Segment Start: THE RECORDS
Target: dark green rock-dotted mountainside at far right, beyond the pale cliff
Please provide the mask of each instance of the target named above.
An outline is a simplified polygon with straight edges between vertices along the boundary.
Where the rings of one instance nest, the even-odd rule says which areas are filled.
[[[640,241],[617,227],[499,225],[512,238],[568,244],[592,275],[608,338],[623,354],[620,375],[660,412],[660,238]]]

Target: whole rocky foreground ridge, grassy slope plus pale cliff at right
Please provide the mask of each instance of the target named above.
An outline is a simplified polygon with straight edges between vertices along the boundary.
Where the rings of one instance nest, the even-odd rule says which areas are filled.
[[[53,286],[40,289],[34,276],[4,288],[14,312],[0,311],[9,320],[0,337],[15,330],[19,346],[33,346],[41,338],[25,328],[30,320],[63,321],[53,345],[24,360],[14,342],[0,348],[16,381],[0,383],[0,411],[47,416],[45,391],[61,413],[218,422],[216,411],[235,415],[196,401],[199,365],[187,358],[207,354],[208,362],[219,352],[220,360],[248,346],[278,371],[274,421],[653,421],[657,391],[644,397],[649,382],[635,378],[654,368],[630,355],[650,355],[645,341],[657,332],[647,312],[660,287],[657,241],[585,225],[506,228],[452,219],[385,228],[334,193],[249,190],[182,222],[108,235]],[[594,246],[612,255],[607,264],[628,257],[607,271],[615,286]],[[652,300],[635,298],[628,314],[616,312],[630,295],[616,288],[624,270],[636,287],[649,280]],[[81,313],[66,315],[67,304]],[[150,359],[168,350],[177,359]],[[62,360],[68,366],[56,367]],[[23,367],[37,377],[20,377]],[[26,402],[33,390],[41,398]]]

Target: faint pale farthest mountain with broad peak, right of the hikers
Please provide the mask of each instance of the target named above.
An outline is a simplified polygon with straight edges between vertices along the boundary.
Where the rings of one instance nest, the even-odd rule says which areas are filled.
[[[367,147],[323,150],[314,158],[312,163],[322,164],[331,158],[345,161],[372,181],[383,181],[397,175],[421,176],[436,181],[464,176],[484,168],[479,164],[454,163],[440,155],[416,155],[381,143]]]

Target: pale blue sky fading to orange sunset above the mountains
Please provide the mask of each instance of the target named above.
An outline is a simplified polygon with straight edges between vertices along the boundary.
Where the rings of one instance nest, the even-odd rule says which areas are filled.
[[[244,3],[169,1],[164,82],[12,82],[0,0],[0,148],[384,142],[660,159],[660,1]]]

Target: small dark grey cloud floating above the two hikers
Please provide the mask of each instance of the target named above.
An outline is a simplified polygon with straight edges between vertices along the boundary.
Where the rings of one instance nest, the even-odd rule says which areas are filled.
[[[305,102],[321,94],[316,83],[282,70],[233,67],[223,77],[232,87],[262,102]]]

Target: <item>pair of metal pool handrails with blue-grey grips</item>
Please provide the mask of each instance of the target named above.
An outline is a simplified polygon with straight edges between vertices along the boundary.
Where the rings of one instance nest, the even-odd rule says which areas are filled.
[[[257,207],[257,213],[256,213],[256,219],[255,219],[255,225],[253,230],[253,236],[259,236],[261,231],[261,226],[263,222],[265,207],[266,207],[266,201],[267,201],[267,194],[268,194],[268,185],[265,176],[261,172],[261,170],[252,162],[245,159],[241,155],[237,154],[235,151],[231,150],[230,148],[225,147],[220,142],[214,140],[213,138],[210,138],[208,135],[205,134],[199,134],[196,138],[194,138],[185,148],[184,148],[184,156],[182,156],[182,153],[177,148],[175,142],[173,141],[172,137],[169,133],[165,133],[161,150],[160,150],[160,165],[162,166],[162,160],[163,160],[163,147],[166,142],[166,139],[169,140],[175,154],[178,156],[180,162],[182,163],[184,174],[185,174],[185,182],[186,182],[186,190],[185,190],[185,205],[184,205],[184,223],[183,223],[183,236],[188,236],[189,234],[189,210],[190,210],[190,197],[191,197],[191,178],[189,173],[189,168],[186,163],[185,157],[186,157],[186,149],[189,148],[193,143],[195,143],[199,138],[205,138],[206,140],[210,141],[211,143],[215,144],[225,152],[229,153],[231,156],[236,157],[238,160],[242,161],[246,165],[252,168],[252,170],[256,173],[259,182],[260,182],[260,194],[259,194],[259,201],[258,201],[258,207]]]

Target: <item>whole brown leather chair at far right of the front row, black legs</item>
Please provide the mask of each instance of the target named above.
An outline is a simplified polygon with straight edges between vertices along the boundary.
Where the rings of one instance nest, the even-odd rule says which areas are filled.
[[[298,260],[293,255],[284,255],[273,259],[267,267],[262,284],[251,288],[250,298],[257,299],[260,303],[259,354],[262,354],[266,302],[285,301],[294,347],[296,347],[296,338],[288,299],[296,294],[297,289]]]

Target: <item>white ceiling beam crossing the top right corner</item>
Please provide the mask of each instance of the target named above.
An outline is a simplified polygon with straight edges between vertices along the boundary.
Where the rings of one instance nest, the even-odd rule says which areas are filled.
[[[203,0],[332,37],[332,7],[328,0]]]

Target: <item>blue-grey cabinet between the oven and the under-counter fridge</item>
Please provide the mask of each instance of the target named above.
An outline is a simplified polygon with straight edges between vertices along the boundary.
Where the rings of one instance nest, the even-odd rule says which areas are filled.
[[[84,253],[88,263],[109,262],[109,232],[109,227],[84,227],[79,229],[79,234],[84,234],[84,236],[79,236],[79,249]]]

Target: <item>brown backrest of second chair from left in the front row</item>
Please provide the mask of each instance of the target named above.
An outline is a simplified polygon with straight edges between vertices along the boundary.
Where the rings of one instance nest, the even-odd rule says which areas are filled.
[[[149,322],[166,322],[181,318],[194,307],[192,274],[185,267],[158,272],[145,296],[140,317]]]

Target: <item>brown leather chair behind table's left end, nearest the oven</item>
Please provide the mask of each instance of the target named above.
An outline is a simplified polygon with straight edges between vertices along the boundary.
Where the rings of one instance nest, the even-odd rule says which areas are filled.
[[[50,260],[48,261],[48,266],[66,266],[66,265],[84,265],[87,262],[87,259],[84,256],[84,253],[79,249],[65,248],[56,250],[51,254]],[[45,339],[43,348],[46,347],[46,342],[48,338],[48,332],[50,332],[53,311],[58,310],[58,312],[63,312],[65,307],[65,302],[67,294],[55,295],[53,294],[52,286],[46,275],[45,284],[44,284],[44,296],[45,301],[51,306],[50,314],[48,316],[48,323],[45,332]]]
Segment End: THE RECORDS
EXERCISE INSTRUCTIONS: Only lines holding the word "cliff" are wanted, so copy each of them from the records above.

SOLVED EXERCISE:
Target: dark green rock-dotted mountainside at far right, beyond the pale cliff
Target: whole rocky foreground ridge, grassy slope plus pale cliff at right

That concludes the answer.